◆ **Task set**:
1. Answer these questions using the text on the Menton campus:
(a) At what address does the building stand?
(b) Into which decade did the maternity ward of the Hôpital Saint-Julien remain in use?
(c) At what time is the conference scheduled on the day of the visit?
2. Output, word for word, the passage of the text on the Menton campus from "What the Day" to "subject to confirmation.".

◆ **Text segment**:
There is a particular kind of building that a city carries in its bones — not the grandest monument, not the most photographed façade, but the one where generations of its people arrived, quite literally, into the world. In Menton, that building stands at 11, place Saint-Julien, a few paces from the old town's limestone alleys and directly facing the Mediterranean. Today it houses the Menton campus of Sciences Po. For one Saturday in September, during the European Heritage Days, it opens to anyone who cares to walk through its doors.
A Campus With a Maternity Ward in Its Memory
The building dates from the 19th century and was designed in the Italian-influenced style that still gives Menton its particular architectural character — closer, aesthetically, to Ventimiglia or Sanremo than to Nice or Marseille. For much of the 20th century it functioned as the Hôpital Saint-Julien, and its maternity ward remained in use into the 1950s. Many of Menton's older residents were born within these walls. Sciences Po arrived in the city in 2005, initially sharing space with the IUT before settling permanently at Saint-Julien in October 2011 following a full renovation. The institution was careful to preserve the building's bones while adapting its interior to the rhythms of academic life.
'Notre campus hébergeait encore dans les années 1950 la maternité publique de l'hôpital Saint-Julien.' — Sciences Po Menton
That layering — hospital, then lecture hall; delivery room, then seminar — is precisely what makes Saturday's visit worth the detour. The European Heritage Days exist to surface exactly this kind of palimpsest: spaces whose current function tells only part of the story.
What the Day Holds
The programme on Saturday, 19 September 2026 is structured around a loose but considered rhythm. Doors open at 9h30. At 10h00, students offer a welcome concert — a detail that sets the tone: this is an institution that chooses music as its first impression. Guided tours of the campus run at 10h30 and again at 15h00, giving visitors two windows to move through the renovated spaces with commentary. A conference is scheduled for 13h30, though the organisers note that all timings are subject to confirmation.

[Spatial localization data]

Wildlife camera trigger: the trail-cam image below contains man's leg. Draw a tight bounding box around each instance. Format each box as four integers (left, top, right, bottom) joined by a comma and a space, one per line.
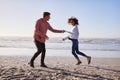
30, 40, 41, 68
41, 43, 47, 67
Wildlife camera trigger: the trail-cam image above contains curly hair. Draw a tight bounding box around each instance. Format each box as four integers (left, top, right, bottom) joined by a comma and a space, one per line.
68, 17, 79, 25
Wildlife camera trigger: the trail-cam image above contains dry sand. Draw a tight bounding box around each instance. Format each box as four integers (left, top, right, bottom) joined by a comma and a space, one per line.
0, 56, 120, 80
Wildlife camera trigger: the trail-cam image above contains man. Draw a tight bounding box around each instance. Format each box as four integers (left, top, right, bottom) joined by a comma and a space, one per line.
30, 12, 65, 68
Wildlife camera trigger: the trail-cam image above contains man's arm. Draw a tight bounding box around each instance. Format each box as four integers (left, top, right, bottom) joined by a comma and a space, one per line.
48, 26, 65, 33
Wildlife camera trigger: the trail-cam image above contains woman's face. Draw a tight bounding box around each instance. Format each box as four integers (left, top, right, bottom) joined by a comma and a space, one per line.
70, 20, 75, 26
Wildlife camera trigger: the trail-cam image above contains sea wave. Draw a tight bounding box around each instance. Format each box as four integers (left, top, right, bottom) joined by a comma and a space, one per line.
0, 37, 120, 51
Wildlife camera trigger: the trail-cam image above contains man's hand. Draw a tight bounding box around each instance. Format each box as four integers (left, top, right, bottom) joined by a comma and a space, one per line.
45, 35, 49, 40
62, 30, 65, 33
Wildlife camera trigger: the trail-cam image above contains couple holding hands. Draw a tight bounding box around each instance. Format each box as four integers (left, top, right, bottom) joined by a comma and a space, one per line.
29, 12, 91, 68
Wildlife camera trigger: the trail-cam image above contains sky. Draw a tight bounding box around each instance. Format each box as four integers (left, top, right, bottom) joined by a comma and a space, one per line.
0, 0, 120, 38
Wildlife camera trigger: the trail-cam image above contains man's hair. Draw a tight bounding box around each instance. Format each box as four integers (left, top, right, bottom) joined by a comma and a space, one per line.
43, 12, 50, 17
68, 17, 79, 25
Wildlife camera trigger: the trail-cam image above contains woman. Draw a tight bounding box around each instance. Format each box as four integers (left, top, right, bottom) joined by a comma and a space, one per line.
63, 17, 91, 65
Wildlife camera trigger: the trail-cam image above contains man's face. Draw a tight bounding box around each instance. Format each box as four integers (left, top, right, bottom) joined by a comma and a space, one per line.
46, 15, 50, 21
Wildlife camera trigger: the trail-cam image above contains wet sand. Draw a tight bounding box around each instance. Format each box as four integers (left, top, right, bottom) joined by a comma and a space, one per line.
0, 56, 120, 80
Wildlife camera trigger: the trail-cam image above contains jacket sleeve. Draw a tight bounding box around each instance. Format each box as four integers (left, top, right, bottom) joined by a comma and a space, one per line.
48, 25, 63, 33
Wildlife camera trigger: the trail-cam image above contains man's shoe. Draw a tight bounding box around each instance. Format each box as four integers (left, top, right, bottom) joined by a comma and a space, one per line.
76, 62, 82, 65
41, 64, 47, 68
28, 62, 34, 68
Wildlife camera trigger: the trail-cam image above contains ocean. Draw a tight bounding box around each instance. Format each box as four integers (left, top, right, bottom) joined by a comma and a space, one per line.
0, 37, 120, 58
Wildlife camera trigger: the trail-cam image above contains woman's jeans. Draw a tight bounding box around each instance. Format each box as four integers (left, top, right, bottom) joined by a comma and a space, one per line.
69, 38, 86, 59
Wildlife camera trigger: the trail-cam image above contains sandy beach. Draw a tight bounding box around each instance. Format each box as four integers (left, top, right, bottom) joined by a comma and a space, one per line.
0, 56, 120, 80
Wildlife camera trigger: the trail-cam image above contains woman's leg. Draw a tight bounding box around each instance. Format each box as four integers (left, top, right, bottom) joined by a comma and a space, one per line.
75, 43, 91, 64
72, 40, 81, 65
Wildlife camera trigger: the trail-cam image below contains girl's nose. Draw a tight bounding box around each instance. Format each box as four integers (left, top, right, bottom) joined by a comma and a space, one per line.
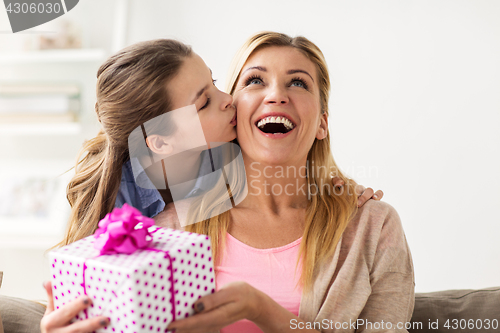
264, 85, 289, 105
220, 91, 233, 110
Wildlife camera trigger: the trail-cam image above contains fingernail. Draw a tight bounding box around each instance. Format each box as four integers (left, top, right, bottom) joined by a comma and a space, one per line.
196, 302, 205, 312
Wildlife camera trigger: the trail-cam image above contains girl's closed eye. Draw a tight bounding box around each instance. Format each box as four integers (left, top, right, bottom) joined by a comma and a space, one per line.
198, 97, 210, 111
245, 75, 263, 86
290, 77, 308, 90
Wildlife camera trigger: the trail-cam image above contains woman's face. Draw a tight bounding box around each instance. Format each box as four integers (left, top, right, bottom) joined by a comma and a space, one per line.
167, 53, 236, 147
233, 46, 328, 165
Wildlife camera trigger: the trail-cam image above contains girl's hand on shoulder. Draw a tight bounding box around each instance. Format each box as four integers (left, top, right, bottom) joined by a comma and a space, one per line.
332, 176, 384, 208
167, 281, 260, 333
40, 282, 109, 333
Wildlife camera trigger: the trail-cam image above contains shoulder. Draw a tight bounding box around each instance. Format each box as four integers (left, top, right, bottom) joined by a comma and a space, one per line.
346, 200, 403, 238
343, 200, 413, 273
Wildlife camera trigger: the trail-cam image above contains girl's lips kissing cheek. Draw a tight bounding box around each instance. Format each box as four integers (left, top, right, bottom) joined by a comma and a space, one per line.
230, 111, 237, 126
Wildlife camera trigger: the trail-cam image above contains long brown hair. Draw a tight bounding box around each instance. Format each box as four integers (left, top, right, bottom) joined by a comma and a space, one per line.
59, 39, 192, 245
186, 32, 357, 290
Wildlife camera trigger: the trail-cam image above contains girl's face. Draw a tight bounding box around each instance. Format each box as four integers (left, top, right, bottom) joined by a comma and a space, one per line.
233, 46, 328, 165
167, 53, 236, 147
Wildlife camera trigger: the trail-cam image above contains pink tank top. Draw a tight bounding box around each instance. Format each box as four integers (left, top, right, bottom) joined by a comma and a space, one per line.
216, 233, 302, 333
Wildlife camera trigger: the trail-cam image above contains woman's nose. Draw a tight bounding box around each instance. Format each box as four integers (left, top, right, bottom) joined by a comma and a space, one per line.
264, 86, 288, 105
220, 91, 233, 110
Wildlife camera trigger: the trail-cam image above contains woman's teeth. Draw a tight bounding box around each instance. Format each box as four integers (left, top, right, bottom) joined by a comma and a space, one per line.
257, 116, 293, 131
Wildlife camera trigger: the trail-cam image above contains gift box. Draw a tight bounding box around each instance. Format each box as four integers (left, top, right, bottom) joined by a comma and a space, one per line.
49, 205, 215, 332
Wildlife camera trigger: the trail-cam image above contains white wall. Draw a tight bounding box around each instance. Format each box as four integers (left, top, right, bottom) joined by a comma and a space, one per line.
0, 0, 500, 292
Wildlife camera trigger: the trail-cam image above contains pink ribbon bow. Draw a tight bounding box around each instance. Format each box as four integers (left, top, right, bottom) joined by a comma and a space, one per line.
94, 204, 154, 255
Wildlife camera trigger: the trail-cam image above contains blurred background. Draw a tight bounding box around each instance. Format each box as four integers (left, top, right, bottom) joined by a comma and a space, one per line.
0, 0, 500, 299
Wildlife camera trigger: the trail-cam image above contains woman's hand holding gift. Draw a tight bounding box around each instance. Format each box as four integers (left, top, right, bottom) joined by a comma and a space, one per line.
167, 281, 318, 333
40, 282, 109, 333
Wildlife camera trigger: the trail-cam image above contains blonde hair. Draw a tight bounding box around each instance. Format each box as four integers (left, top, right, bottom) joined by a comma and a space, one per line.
186, 32, 357, 290
59, 39, 192, 245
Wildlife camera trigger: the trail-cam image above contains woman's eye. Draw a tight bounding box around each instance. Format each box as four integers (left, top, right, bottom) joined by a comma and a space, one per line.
198, 98, 210, 111
245, 76, 262, 86
290, 79, 307, 89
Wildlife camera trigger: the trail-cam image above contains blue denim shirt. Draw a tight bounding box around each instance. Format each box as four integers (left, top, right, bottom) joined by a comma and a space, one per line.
115, 151, 213, 217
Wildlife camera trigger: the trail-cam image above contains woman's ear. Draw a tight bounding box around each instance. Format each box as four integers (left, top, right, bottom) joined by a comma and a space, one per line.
146, 135, 174, 155
316, 112, 328, 140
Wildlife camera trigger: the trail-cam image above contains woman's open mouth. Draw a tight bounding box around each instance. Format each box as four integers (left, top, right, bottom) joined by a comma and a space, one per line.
229, 111, 237, 126
255, 116, 295, 138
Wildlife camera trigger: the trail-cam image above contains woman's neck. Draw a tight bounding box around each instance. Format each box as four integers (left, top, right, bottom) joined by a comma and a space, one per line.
238, 156, 309, 213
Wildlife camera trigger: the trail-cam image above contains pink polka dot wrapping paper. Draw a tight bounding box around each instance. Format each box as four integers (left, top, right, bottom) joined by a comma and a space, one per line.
49, 227, 215, 333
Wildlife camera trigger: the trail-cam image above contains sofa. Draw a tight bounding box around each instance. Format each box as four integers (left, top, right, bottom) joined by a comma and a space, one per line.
0, 272, 500, 333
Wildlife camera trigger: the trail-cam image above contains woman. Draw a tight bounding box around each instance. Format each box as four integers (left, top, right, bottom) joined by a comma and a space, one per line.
42, 40, 381, 331
158, 32, 414, 332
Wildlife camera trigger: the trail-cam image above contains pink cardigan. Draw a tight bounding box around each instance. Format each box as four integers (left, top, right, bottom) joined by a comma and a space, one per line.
155, 200, 415, 332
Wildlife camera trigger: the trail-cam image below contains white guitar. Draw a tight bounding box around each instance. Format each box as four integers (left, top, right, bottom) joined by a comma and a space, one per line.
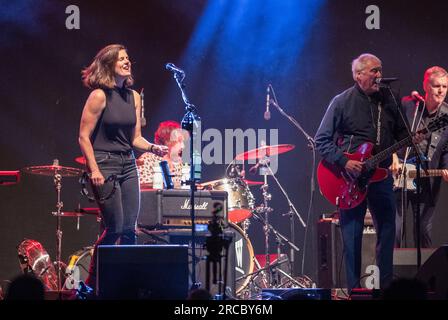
394, 163, 443, 192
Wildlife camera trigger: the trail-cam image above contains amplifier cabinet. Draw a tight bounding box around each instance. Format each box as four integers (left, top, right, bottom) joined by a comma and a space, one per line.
137, 189, 228, 229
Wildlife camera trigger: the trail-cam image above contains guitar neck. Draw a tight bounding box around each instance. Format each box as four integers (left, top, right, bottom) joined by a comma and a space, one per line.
365, 137, 412, 169
407, 169, 443, 179
365, 114, 448, 169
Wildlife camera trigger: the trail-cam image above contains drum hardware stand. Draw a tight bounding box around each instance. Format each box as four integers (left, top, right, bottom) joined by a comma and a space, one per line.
205, 203, 233, 300
252, 209, 301, 287
52, 159, 64, 300
165, 63, 202, 289
268, 84, 316, 274
253, 156, 306, 286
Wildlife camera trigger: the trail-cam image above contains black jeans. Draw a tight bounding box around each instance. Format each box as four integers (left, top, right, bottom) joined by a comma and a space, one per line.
86, 151, 140, 287
339, 175, 395, 289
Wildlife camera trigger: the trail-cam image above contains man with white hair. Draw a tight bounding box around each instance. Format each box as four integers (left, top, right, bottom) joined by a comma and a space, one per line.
315, 53, 408, 289
391, 66, 448, 248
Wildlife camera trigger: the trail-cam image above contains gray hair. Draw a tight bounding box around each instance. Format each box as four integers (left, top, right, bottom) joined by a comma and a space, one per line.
352, 53, 381, 81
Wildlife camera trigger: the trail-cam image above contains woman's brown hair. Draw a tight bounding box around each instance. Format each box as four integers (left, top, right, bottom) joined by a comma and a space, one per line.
81, 44, 134, 89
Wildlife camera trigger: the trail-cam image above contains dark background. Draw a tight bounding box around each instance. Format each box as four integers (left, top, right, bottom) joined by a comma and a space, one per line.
0, 0, 448, 280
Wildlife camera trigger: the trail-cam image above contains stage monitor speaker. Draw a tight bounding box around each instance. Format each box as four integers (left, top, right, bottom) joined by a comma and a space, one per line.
416, 245, 448, 300
97, 245, 189, 300
317, 219, 376, 289
393, 248, 435, 279
137, 229, 236, 296
261, 288, 331, 300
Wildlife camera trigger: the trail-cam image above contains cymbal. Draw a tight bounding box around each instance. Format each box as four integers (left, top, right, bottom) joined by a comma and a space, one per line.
235, 144, 295, 160
22, 165, 82, 177
75, 156, 145, 166
75, 156, 86, 166
197, 178, 264, 188
244, 179, 264, 186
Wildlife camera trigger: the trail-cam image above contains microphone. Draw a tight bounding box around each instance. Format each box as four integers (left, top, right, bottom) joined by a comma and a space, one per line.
411, 90, 425, 103
264, 86, 271, 120
249, 162, 260, 174
160, 160, 174, 189
165, 62, 185, 75
374, 78, 398, 84
140, 88, 146, 127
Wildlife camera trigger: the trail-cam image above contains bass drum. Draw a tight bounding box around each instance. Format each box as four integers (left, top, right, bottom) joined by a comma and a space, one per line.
229, 222, 255, 296
17, 239, 58, 290
64, 247, 93, 290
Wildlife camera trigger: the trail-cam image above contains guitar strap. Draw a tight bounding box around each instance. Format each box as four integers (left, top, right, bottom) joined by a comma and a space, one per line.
370, 101, 383, 146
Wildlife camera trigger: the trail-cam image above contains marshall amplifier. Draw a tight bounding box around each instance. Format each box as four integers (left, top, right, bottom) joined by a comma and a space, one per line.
137, 189, 228, 229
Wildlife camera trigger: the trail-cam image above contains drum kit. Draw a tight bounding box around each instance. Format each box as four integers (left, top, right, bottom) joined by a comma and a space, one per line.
18, 144, 309, 298
17, 158, 99, 294
198, 144, 313, 298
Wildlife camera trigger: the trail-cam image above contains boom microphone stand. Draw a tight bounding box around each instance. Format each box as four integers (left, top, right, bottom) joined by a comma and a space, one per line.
382, 83, 426, 270
165, 63, 201, 289
268, 84, 316, 274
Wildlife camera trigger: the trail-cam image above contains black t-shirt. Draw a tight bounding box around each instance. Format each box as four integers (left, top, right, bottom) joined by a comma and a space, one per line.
91, 87, 137, 152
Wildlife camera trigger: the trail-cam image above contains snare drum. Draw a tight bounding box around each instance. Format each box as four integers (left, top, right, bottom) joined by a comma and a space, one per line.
209, 178, 255, 223
64, 247, 93, 290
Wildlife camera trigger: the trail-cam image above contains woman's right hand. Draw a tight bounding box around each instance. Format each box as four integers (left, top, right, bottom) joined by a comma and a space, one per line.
89, 170, 104, 186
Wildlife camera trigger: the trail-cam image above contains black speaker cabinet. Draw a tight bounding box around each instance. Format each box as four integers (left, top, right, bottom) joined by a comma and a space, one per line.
97, 245, 189, 300
416, 245, 448, 300
317, 219, 376, 288
394, 248, 436, 279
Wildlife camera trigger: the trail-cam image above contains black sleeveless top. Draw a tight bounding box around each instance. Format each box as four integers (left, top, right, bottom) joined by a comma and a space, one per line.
91, 87, 137, 152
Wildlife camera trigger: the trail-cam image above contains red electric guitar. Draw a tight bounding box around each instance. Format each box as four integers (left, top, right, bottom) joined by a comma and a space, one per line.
317, 114, 448, 209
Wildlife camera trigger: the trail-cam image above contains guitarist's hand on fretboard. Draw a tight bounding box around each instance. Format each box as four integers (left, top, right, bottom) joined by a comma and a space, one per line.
389, 153, 403, 177
345, 160, 363, 180
412, 132, 430, 144
442, 169, 448, 182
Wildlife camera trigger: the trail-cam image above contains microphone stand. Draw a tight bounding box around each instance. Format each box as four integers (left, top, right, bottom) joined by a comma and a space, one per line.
170, 72, 201, 289
269, 92, 316, 274
382, 84, 427, 271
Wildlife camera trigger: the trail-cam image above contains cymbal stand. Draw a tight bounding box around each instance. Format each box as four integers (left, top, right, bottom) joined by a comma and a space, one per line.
53, 159, 64, 299
252, 208, 303, 287
255, 156, 273, 286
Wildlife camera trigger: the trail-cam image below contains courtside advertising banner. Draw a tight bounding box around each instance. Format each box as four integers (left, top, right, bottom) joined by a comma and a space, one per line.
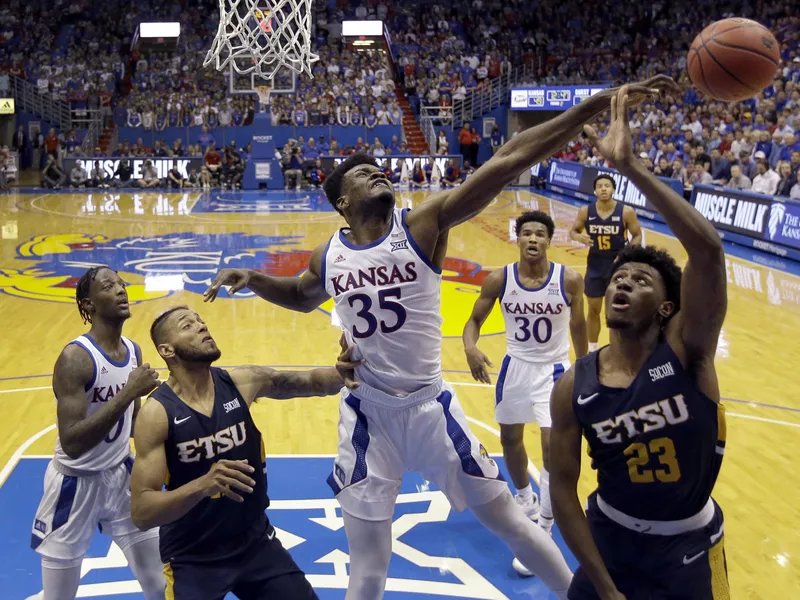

◆ **Solved tasks**:
1.
(a) 11, place Saint-Julien
(b) The 1950s
(c) 13h30

2.
What the Day Holds
The programme on Saturday, 19 September 2026 is structured around a loose but considered rhythm. Doors open at 9h30. At 10h00, students offer a welcome concert — a detail that sets the tone: this is an institution that chooses music as its first impression. Guided tours of the campus run at 10h30 and again at 15h00, giving visitors two windows to move through the renovated spaces with commentary. A conference is scheduled for 13h30, though the organisers note that all timings are subject to confirmation.